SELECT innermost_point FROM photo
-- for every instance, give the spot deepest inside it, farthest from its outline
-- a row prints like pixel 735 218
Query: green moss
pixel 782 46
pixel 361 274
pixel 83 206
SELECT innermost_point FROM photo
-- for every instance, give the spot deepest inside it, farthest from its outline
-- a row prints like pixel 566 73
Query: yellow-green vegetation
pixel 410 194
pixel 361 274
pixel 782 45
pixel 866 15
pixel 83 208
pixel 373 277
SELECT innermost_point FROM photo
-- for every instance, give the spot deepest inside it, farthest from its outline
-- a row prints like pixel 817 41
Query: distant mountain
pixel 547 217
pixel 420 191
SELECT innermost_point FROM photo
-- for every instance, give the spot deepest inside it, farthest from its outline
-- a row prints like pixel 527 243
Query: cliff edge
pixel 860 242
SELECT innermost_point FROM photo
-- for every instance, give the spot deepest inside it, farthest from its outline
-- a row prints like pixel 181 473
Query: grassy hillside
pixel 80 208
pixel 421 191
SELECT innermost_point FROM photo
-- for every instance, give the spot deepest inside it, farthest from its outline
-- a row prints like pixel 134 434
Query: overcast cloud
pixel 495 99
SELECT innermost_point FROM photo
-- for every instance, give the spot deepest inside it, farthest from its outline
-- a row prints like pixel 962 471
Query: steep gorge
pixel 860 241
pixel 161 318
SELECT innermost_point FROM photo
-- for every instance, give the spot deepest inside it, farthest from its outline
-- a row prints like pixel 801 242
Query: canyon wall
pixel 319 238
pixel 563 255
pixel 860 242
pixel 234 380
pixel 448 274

...

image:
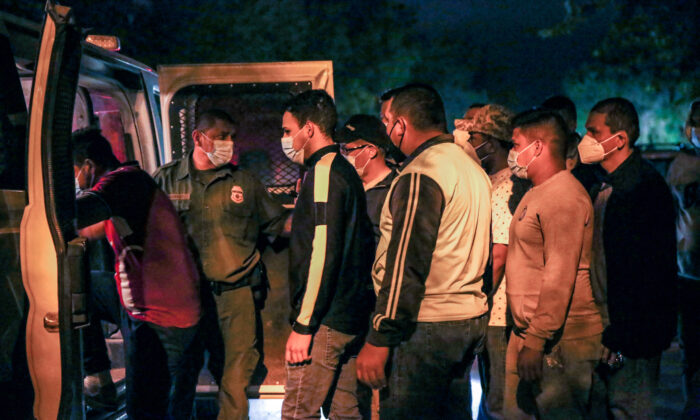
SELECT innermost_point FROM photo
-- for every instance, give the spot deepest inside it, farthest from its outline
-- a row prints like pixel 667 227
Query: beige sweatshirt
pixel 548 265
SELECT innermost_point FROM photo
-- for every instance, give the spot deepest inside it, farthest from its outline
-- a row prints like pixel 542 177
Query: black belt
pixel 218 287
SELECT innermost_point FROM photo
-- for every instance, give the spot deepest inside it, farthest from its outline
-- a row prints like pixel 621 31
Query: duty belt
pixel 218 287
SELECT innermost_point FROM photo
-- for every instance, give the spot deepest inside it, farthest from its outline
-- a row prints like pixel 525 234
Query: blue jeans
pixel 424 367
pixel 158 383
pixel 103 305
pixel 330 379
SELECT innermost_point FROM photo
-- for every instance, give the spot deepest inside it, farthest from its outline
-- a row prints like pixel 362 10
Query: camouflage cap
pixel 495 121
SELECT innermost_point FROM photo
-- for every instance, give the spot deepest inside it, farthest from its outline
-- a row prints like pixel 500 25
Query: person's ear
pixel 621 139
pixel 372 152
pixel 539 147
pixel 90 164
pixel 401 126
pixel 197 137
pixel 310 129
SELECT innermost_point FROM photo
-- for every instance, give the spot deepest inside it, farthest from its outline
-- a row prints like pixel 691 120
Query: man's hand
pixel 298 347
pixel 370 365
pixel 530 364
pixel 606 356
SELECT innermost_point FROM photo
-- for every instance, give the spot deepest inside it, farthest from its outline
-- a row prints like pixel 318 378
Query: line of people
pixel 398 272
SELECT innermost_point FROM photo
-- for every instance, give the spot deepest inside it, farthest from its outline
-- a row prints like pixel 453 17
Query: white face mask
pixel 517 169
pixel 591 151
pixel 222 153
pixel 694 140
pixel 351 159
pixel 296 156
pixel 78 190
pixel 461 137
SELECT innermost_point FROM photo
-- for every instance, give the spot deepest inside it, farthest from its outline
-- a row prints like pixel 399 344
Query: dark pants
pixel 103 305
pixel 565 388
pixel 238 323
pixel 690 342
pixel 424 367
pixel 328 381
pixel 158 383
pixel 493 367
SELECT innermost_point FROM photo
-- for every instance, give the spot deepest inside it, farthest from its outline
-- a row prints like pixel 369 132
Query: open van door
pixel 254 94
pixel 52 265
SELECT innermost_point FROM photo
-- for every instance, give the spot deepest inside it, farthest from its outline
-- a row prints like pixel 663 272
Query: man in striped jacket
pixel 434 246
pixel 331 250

BRIEF: Filter the records and copy out every line containing the word "green", matching case exactly.

FINAL RESULT:
Query: green moss
Query: yellow-green vegetation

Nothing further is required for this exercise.